**Excerpt to read**
— Begin —
Synthesis-Aided Compiler for GreenArrays GA144
Forth Racket Python Other
Clone or download
Fetching latest commit…
Cannot retrieve the latest commit at this time.
Permalink
Failed to load latest commit information.
cforth_tools
examples
src
testdata
tests
.gitattributes
.gitignore
AUTHOR
LICENSE
Makefile
README.md
TODO
configure.py

README.md

Chlorophyll Language and Compiler

Chlorophyll language is a language for spatial computation. It is a subset of C with partition annotation for pinning data and computation onto computing units (multiple cores). Chlorophyll compiler is a prototype of a synthesis-aided compiler. It is built for GreenArrays 144.

Please refer to Chlorophyll: Synthesis-Aided Compiler for Low-Power Spatial Architectures (PLDI'14) for more details on the concept of the synthesis-aided compiler and the compilation strategies used in Chlorophyll.

Note: Chlorophyll compiler has only been tested on Linux OS, so it might be incompatible with other operating systems. Please report bugs to mangpo@eecs.berkeley.edu.

Setting Up

Requirements

raco planet link mangpo aforth-optimizer.plt 1 0 path/to/F18A_superoptimizer/repo

Installation

After setting up all the requirements, run

make

First Program

Let compile a simple addition program (examples/simple/hello.cll).

void main() {
  int@0 a;
  int@1 b;
  int@2 c;
  a = 1; 
  b = 2
  c = a +@2 b;
}

This program simply adds 1 and 2, and stores the result in variable c. "@" is an annotation for pinning data and computation onto logical cores, which are mapped to physical cores later by the compiler. In this example, we assign variable a, b, and c to different cores, and specify that the addition happens at where c is. Thus, logical core 0 and 1 send value of a and b to logical core 2 respectively.

Compile

./src/chlorophyll examples/simple/hello.cll

The compiler will generate directory examples/simple/output-hello, in which contains many files. If everything goes well, you should see the final arrayForth program generated by the compiler, examples/simple/output-hello/hello-noopt2.aforth.

Compile -o

Compile with -o to turn the superoptimizer (optimizing back-end code generator) on. Note that the compiler is much slower when compiling with -o, but the output program is more efficient. The superoptimizer caches its outputs, so if you have already compiled a program with -o, the subsequent compilation of the same program will be fast. The final optimized arrayForth program is examples/simple/output-hello/hello.aforth.
— End —
**Set task 1**
Select and copy each line of the records that contains the word "blue", matching its case exactly.
**Set task 2**
Extend the Chlorophyll compiler README, picking up right after its final sentence.

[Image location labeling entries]
— Begin —
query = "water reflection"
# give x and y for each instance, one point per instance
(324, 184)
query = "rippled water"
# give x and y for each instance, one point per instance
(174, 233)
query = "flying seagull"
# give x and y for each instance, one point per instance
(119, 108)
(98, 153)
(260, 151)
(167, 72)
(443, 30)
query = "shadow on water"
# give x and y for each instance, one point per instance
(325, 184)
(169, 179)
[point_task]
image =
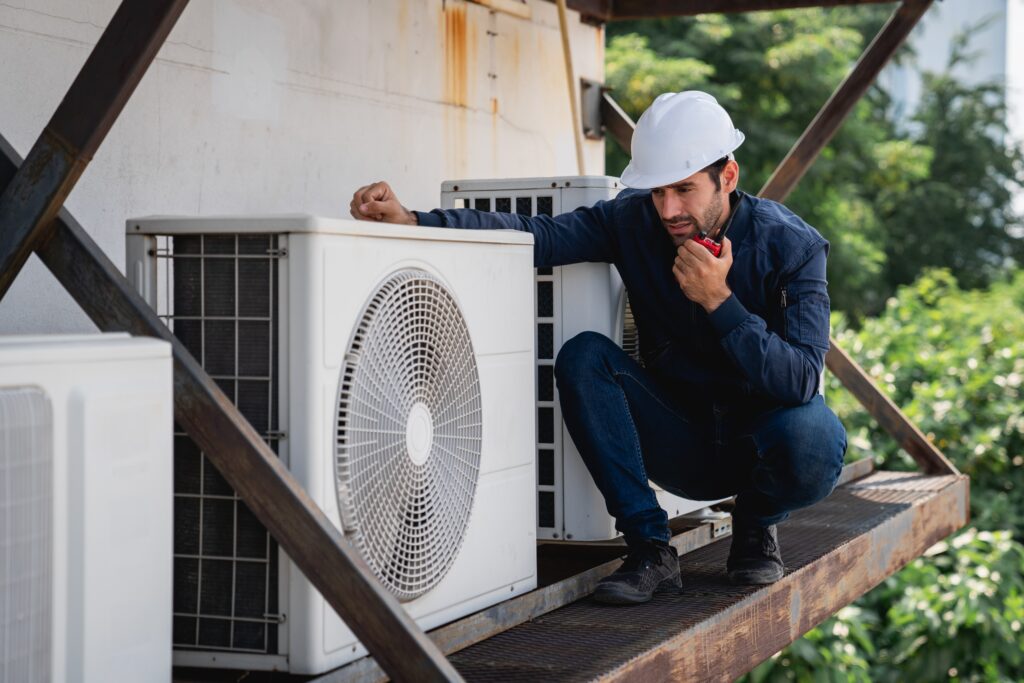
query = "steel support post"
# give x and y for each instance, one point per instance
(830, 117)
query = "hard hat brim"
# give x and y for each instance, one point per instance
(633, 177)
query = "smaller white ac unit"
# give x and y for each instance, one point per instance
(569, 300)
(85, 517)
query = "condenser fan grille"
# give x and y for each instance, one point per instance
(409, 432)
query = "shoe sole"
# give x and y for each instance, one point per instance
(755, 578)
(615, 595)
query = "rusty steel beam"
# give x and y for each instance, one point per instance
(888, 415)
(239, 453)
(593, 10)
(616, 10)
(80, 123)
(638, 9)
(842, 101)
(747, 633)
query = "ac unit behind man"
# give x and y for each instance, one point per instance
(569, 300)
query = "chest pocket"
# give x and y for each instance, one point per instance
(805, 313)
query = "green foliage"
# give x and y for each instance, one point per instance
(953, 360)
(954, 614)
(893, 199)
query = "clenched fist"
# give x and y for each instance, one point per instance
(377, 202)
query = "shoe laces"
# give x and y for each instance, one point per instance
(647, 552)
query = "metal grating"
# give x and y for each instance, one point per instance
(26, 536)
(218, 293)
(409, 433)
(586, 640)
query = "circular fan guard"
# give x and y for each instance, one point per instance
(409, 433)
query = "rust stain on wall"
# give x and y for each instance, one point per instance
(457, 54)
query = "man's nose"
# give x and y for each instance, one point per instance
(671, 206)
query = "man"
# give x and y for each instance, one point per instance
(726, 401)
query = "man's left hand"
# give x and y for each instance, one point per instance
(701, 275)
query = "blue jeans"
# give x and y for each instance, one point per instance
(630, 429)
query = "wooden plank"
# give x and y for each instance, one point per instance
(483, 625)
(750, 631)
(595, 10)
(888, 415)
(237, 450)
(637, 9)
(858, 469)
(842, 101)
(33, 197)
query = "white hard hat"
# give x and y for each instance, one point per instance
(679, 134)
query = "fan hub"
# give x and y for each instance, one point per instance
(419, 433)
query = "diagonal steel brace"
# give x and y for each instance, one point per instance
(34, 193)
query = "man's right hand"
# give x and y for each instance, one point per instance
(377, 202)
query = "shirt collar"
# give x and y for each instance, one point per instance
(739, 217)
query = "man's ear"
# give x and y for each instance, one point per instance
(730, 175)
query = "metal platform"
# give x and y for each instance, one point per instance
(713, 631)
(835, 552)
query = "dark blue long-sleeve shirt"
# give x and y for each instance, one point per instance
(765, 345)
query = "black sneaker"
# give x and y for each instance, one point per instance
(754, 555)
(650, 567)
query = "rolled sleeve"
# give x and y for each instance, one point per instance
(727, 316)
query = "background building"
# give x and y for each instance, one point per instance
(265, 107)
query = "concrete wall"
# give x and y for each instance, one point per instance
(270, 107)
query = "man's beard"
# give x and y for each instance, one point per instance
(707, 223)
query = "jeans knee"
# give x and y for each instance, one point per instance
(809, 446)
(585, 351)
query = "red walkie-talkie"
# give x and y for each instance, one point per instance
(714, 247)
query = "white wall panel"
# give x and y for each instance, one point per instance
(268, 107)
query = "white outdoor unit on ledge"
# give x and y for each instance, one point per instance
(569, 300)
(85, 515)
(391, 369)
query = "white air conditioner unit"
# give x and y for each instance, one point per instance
— End —
**Written reply 1**
query = "blue jeans"
query = "dark blue long-sleeve shirt"

**Written reply 2**
The compiler invokes multiple superoptimizers to optimize code of multiple GA nodes in parallel. The default number of threads used is 4. To change the number of threads, in src/header.rkt, modify the following line:

(define procs 4)

Only compiling with -o when you are certain that your program is correct.

Other Compiler Options

The default number of rows of nodes is 2, and the default number of columns of nodes is 3. Modify the number of rows and columns using -r and -c options. --heu-partition uses a heuristic partitioner (greedy algorithm) instead of the default synthesizing partitioner. Note that the heuristic partitioner is much faster than the synthesizing partitioner, but the output partitioning from the heuristic partitioner is less optimal.

To view all compiler options and the default settings, run

./src/chlorophyll -h

Testing Your Programs

To facilitate testing, in the testing mode, we introduce in() and out() constructs that read from standard input and write to standard output respectively. In examples/simple/hello-io.cll, we modify examples/simple/hello.cll to read a and b from standard input, and write c to standard output.

You can test your implementation before fully compiling the program by running

./src/chlorophyll-test examples/simple/hello-io.cll 2

The second argument is the input data file in testdata directory. In this case, testdata/2 is the input data, which contains two integers, since our program takes two integers from standard input. chlorophyll-test generates

  • examples/simple/output-hello/hello-io_seq.cpp, a sequential C++ program that is semantically equivalent to the source program, and
  • examples/simple/output-hello/hello-io.cpp, a multi-threaded C++ program that simulates multiple GA nodes and is semantically equivalent to the source program.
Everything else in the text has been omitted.